:: EXERCISE A ::
List every group of people that the nomination letter below names as victims of nuclear weapons production and testing.

:: EXTRACTED TEXT ::
December 20, 2004

Dr. Geir Lundestad, Director

Norwegian Nobel Committee

The Norwegian Nobel Institute

Drammensveien 19, NO-0255

Oslo, Norway

Dear Dr. Lundestad:

The Board of Directors of the American Friends Service Committee (AFSC) is pleased to nominate Nihon Hidankyo, the Japanese nation-wide organization of A- and H-bomb survivors (Hibakusha) of the Hiroshima and Nagasaki bombings and the Bikini H-bomb test, for the 2005 Nobel Peace Prize. As the 60th anniversary of the tragic bombings approaches in 2005, their witness continues as a challenge to a world faced with nuclear proliferation, possible renewal of nuclear testing, and repeated threats to initiate nuclear war.

Nihon Hidankyo: Founded in 1956, Nihon Hidankyo has worked for the abolition of nuclear weapons and the care and compensation of Hibakusha by the Japanese government. It has member organizations in all 47 Japanese prefectures, thus representing almost all organized Hibakusha. Its officers and members are all Hibakusha. There are several thousands more Hibakusha living in Korea and other parts of the world outside Japan who have worked in association with Hidankyo, as have representatives of the millions of Russians, Kazakhs, Pacific Islanders, Chinese, Indians, Pakistanis, and U. S. Americans who are the victims of nuclear weapons production and testing.

:: EXERCISE B ::
Turn the rows, from their first line through the line containing "M 146 26 L 142", into a numbered list and omit any blank lines.

:: RAW DATA ::
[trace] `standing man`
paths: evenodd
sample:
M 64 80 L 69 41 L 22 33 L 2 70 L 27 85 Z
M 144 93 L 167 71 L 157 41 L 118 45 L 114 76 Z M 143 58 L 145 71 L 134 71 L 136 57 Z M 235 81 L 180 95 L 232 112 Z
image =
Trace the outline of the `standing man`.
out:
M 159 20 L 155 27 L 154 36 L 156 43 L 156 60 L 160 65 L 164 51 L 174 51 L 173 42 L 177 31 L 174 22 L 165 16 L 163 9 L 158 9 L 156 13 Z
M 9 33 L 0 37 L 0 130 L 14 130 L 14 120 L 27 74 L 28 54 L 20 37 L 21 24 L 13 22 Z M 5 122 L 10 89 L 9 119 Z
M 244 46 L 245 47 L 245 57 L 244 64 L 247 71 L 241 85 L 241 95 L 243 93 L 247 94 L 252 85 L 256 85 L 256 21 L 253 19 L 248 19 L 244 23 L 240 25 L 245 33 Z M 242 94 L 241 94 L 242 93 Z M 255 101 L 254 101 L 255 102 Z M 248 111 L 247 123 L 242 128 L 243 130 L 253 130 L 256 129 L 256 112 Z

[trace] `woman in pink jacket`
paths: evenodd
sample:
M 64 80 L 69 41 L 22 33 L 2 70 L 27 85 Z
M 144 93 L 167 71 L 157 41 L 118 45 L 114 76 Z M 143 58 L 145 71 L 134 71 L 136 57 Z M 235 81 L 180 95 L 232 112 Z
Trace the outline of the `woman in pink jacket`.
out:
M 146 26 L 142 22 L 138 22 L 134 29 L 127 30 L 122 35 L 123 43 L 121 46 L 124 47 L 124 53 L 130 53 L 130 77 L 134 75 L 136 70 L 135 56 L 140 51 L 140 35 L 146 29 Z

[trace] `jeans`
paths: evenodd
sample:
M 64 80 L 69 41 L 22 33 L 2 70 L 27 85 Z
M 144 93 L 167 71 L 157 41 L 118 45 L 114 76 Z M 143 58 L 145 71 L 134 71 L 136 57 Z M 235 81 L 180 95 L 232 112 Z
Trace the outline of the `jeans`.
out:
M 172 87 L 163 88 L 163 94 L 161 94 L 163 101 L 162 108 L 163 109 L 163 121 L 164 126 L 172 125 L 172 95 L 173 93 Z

:: COMPLETE OUTPUT A ::
Russians
Kazakhs
Pacific Islanders
Chinese
Indians
Pakistanis
U. S. Americans

:: COMPLETE OUTPUT B ::
1. [trace] `standing man`
2. paths: evenodd
3. sample:
4. M 64 80 L 69 41 L 22 33 L 2 70 L 27 85 Z
5. M 144 93 L 167 71 L 157 41 L 118 45 L 114 76 Z M 143 58 L 145 71 L 134 71 L 136 57 Z M 235 81 L 180 95 L 232 112 Z
6. image =
7. Trace the outline of the `standing man`.
8. out:
9. M 159 20 L 155 27 L 154 36 L 156 43 L 156 60 L 160 65 L 164 51 L 174 51 L 173 42 L 177 31 L 174 22 L 165 16 L 163 9 L 158 9 L 156 13 Z
10. M 9 33 L 0 37 L 0 130 L 14 130 L 14 120 L 27 74 L 28 54 L 20 37 L 21 24 L 13 22 Z M 5 122 L 10 89 L 9 119 Z
11. M 244 46 L 245 47 L 245 57 L 244 64 L 247 71 L 241 85 L 241 95 L 243 93 L 247 94 L 252 85 L 256 85 L 256 21 L 253 19 L 248 19 L 244 23 L 240 25 L 245 33 Z M 242 94 L 241 94 L 242 93 Z M 255 101 L 254 101 L 255 102 Z M 248 111 L 247 123 L 242 128 L 243 130 L 253 130 L 256 129 L 256 112 Z
12. [trace] `woman in pink jacket`
13. paths: evenodd
14. sample:
15. M 64 80 L 69 41 L 22 33 L 2 70 L 27 85 Z
16. M 144 93 L 167 71 L 157 41 L 118 45 L 114 76 Z M 143 58 L 145 71 L 134 71 L 136 57 Z M 235 81 L 180 95 L 232 112 Z
17. Trace the outline of the `woman in pink jacket`.
18. out:
19. M 146 26 L 142 22 L 138 22 L 134 29 L 127 30 L 122 35 L 123 43 L 121 46 L 124 47 L 124 53 L 130 53 L 130 77 L 134 75 L 136 70 L 135 56 L 140 51 L 140 35 L 146 29 Z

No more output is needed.